#### Requirement
Copy out everything from the start of the records down to the line containing "column 89, row 195", including that line, reproducing each line without change and omitting the pictures.

— start of Stored data —

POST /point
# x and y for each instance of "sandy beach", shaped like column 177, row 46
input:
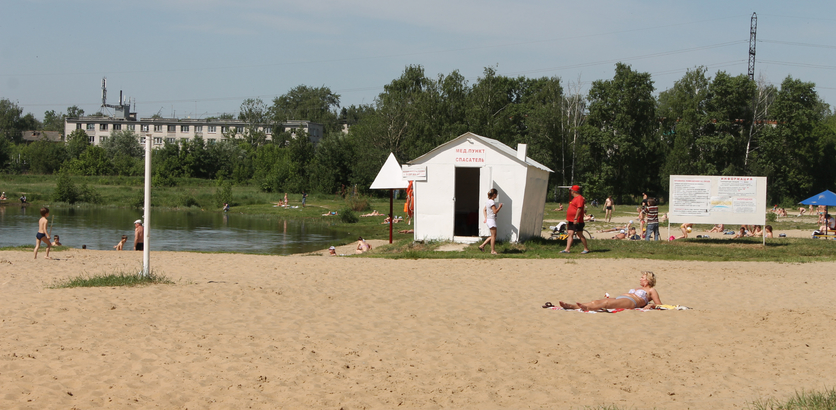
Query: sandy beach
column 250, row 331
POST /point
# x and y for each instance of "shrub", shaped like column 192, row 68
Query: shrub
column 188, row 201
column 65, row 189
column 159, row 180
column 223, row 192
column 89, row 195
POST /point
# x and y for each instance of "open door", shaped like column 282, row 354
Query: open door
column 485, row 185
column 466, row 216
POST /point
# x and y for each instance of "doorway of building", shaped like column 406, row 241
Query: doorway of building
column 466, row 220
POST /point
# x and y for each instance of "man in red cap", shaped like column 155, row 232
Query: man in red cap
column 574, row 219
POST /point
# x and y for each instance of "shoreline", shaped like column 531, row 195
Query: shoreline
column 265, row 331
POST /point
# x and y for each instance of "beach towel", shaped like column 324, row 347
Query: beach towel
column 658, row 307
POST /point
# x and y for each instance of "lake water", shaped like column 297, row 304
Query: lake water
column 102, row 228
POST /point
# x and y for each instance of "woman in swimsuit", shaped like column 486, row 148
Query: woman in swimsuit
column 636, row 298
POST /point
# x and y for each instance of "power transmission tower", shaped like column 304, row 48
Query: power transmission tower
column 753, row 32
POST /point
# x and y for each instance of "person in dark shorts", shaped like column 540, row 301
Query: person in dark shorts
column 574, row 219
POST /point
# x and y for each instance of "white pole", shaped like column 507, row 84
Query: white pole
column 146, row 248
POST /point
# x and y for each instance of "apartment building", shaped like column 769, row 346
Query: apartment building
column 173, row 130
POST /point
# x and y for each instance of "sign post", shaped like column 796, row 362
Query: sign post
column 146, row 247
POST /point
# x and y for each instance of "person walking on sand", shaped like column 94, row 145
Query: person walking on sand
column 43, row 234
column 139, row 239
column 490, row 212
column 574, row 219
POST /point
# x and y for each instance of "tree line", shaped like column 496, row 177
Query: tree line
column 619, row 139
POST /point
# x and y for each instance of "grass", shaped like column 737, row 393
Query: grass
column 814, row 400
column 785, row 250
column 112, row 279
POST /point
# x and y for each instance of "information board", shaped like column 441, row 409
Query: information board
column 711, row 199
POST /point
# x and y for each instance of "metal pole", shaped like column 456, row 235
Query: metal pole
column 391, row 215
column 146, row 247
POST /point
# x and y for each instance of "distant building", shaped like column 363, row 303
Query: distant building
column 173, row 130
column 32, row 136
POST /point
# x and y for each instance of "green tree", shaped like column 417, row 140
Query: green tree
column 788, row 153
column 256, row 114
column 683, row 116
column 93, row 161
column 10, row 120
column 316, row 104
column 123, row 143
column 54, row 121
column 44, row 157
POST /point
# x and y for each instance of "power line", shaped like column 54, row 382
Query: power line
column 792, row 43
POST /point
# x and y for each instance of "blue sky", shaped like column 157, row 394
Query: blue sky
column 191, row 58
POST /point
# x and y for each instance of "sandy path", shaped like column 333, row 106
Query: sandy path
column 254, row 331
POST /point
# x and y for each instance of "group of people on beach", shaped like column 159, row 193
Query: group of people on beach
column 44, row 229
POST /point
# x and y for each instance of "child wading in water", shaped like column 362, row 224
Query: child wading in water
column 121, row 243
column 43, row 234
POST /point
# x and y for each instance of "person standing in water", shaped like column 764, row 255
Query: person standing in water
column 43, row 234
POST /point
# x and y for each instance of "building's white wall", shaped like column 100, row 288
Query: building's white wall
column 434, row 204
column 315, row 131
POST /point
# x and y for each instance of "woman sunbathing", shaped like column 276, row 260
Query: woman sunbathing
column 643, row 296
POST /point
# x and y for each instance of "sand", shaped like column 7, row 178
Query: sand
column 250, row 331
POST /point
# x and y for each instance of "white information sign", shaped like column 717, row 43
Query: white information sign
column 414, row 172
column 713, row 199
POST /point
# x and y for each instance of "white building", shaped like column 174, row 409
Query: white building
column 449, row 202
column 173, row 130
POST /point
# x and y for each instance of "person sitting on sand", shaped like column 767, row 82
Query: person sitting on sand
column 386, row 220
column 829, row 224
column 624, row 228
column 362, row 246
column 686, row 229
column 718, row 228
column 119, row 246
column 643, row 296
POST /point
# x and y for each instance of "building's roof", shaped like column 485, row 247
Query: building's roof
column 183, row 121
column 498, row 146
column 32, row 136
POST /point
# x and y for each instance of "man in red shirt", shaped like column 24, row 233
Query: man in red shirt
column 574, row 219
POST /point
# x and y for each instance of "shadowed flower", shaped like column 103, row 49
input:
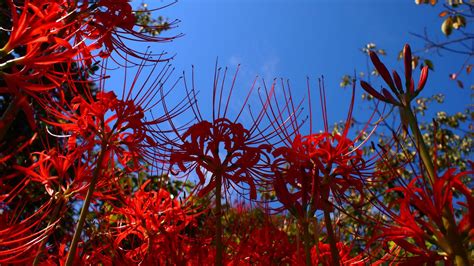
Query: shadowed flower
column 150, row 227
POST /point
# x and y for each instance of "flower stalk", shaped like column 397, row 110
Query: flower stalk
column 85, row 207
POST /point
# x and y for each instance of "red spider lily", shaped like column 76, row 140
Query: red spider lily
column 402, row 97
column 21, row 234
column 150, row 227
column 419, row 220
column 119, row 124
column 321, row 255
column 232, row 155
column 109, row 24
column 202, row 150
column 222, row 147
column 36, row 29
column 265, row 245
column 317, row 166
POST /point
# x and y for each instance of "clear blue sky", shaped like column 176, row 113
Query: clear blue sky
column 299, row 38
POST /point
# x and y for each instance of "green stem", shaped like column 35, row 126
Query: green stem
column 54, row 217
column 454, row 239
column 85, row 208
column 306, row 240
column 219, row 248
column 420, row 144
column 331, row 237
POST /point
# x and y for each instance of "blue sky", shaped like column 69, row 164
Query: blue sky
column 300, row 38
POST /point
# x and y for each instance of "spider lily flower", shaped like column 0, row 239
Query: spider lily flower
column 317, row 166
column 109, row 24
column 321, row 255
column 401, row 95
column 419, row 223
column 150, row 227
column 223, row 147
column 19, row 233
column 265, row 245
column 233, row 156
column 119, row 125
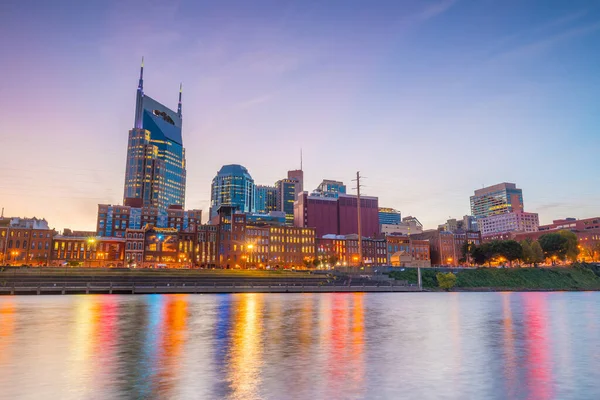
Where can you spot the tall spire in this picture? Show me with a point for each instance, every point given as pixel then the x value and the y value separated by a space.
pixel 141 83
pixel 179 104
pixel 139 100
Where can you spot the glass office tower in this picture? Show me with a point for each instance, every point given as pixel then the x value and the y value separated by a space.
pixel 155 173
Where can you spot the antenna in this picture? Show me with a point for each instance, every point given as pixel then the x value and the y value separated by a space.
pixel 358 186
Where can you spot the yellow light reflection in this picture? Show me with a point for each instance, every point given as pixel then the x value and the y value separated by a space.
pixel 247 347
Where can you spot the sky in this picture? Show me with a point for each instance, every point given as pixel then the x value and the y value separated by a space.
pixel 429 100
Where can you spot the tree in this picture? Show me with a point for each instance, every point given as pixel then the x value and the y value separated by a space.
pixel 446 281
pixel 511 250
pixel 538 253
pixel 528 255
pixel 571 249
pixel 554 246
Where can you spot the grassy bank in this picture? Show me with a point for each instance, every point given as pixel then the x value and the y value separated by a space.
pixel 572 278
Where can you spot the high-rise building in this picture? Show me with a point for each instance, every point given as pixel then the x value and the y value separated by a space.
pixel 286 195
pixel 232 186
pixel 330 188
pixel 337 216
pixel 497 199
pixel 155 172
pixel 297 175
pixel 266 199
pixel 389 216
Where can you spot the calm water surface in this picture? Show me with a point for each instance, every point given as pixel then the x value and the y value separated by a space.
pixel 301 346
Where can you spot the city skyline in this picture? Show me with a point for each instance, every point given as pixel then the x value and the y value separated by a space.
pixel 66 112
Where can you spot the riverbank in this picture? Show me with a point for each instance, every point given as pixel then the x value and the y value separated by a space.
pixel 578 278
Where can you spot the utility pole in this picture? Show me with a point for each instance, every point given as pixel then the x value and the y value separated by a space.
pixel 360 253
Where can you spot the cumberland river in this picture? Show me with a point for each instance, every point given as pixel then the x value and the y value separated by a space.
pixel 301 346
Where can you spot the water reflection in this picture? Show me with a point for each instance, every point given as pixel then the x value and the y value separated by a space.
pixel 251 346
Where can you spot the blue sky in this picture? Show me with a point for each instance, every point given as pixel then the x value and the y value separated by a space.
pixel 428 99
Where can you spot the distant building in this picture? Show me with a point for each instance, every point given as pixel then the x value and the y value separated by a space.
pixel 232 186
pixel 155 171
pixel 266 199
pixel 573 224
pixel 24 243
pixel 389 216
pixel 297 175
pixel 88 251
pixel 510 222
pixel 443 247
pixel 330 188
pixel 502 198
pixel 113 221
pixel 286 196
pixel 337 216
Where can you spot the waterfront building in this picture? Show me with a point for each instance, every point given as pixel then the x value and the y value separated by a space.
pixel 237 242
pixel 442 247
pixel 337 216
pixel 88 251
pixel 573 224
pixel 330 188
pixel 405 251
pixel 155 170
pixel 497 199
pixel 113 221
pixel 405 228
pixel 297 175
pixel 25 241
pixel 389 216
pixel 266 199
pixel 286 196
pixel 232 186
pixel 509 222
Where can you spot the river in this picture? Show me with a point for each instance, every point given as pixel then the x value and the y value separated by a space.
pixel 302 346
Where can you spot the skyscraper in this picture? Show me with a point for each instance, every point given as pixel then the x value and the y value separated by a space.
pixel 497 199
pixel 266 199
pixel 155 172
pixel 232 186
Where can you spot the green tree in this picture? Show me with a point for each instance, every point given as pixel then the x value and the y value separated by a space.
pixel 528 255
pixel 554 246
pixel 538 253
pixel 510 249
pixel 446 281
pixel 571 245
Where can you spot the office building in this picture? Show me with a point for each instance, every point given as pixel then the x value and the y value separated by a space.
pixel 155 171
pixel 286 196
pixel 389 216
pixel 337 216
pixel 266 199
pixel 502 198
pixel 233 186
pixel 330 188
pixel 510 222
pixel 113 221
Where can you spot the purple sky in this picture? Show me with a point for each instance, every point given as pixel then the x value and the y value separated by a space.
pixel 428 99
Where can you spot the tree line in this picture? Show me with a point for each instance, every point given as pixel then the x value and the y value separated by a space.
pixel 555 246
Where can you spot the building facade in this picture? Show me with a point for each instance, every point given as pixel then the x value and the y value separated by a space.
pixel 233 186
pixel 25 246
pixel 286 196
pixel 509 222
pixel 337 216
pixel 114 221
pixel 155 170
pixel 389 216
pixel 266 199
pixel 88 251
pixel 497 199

— end of Stored data —

#### Answer to this task
POST /point
# x and y for each instance of "sandy beach", shaped like column 177, row 46
input:
Query: sandy beach
column 250, row 331
POST /point
# x and y for each instance of "shrub", shaped like column 192, row 68
Query: shrub
column 188, row 201
column 65, row 189
column 159, row 180
column 223, row 192
column 89, row 195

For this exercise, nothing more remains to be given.